PROBLEMA POSTO A: In che anno uscì la raccolta di saggi di Italo Calvino di cui parla il testo sui classici?
PROBLEMA POSTO B: Prosegui il testo sui classici letterari dopo la sua ultima frase.

PAGINA:
———
Per un breve periodo, nell’Ottocento precisamente, classici, anche se avrebbero dovuto chiamarsi classicisti, saranno ritenuti proprio quelli scrittori fedeli alle regole e ai modelli letterari imposti dalla tradizione (gli autori che li avevano preceduti), contro gli innovatori, nel caso specifico, i romantici. Più tardi i classici saranno associati all’idea di canone, cioè di un insieme di autori, assunti a modello di un’epoca, individuati per porre ordine nella memoria, per riconoscere quei valori e quelle opere determinanti un preciso periodo, recente o meno recente. In parole più semplici, classici sono quei libri (nel nostro caso) che si ritiene costituiscano un tassello importante nella ricostruzione del panorama letterario - siano essi italiani o stranieri - poiché funzionali a comprenderne le caratteristiche principali. A scuola riusciamo a riconoscere il canone dei classici negli autori del passato più “gettonati” dai docenti e che occupano molto spazio all’interno delle pagine antologiche dei manuali. Anche gli insegnanti spesso si lasciano influenzare da ciò che il testo propone, andando puntualmente ad accentare quegli scritti principali, che hanno fatto, per così dire, “la storia”.
Detto ciò, si potrà comprendere come il numero di opere da ritenere fondamentali nella formazione di un individuo sia vasto, perciò impossibile da perlustrare nella sua interezza. Inoltre, se si guarda ai nostri attuali ritmi di vita e agli innumerevoli diversivi che riempiono le nostre giornate, si pone anche un altro problema: come riuscire a dedicare il proprio tempo a letture che scandiscono ritmi molto lunghi?
Allora cosa è bene fare? Selezionare, scegliere quei testi che entreranno a far parte della nostra collana di classici. In fondo, siamo noi a decidere quali libri siano più importanti per noi, a seconda di quello che ci hanno trasmesso, che ci hanno lasciato, quindi al di là dei confini temporali. Ed è indubbio che la scuola faccia il suo in questo: è qui che apprendiamo gli strumenti utili per esercitare le nostre scelte, soprattutto quelle che avvengono al di fuori di essa, quando nessuno ci dice più cosa e quando leggere.
Sull’affannosa questione si è interrogato anche Italo Calvino, cimentandosi in una raccolta di saggi, pubblicata nel 1991, dal titolo Perché leggere i classici. Nel saggio che conferisce il nome all’opera lo scrittore chiarisce, attraverso una serie di definizioni, il concetto di classico e l’importanza che può avere una sua lettura o “rilettura”.
———
RACCOLTA DI VOCI:
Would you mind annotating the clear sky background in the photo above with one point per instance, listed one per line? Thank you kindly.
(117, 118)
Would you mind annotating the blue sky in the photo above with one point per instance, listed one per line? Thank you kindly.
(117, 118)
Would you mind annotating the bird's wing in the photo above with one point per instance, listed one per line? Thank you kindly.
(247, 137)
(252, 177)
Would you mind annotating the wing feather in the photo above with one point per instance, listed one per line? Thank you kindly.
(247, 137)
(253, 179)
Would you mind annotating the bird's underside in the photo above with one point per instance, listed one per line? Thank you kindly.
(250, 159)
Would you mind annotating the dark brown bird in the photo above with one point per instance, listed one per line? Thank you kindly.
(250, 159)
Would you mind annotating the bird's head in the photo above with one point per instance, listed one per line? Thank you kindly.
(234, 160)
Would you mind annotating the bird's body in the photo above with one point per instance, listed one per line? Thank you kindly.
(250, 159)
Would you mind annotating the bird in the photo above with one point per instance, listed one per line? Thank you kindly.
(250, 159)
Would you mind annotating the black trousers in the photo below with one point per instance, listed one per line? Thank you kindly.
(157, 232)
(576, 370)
———
RISULTATO A: Nel 1991.

RISULTATO B:
È proprio su questo doppio binario interpretativo che Calvino imposta il suo commento a riguardo, parlando di classici come letture che possono leggersi nella gioventù e rileggersi in età adulta, con un approccio diverso e direttamente proporzionale al livello di maturità critica: una lettura affrontata in gioventù è una scoperta sempre nuova, mentre una lettura affrontata in età matura è qualcosa di più profondo, che ci consente di cogliere altre sfumature, molti più dettagli e significati. È l’esperienza di vita, quindi, a fare la differenza: nel giovane approccio impariamo a dare una forma alle esperienze future, individuando magari i modelli ai quali ci ispireremo; ri - leggere un libro in età matura significa rivedere in esso comportamenti e atteggiamenti che imputiamo al nostro modo di essere, cogliendo soltanto in quel preciso momento quanto quella lettura ci abbia influenzato, se è una rilettura, o quanto semplicemente ci appartenga, se è una prima lettura. In quel caso avremo individuato il “nostro” classico. I classici, dunque, sono quei libri che non ci lasciano indifferenti, perché esercitano un’influenza particolare su di noi, perché ci comunicano qualcosa.
L’errore che spesso si commette a scuola, però, è quello di introdurli attraverso la critica, i commenti e le interpretazioni che altri prima di noi hanno fornito di essi, impedendoci di venirne a stretto contatto. In realtà per capire se un libro è per noi un classico, se siamo in sintonia con esso, verificare se può stupirci, dobbiamo leggerlo in maniera diretta.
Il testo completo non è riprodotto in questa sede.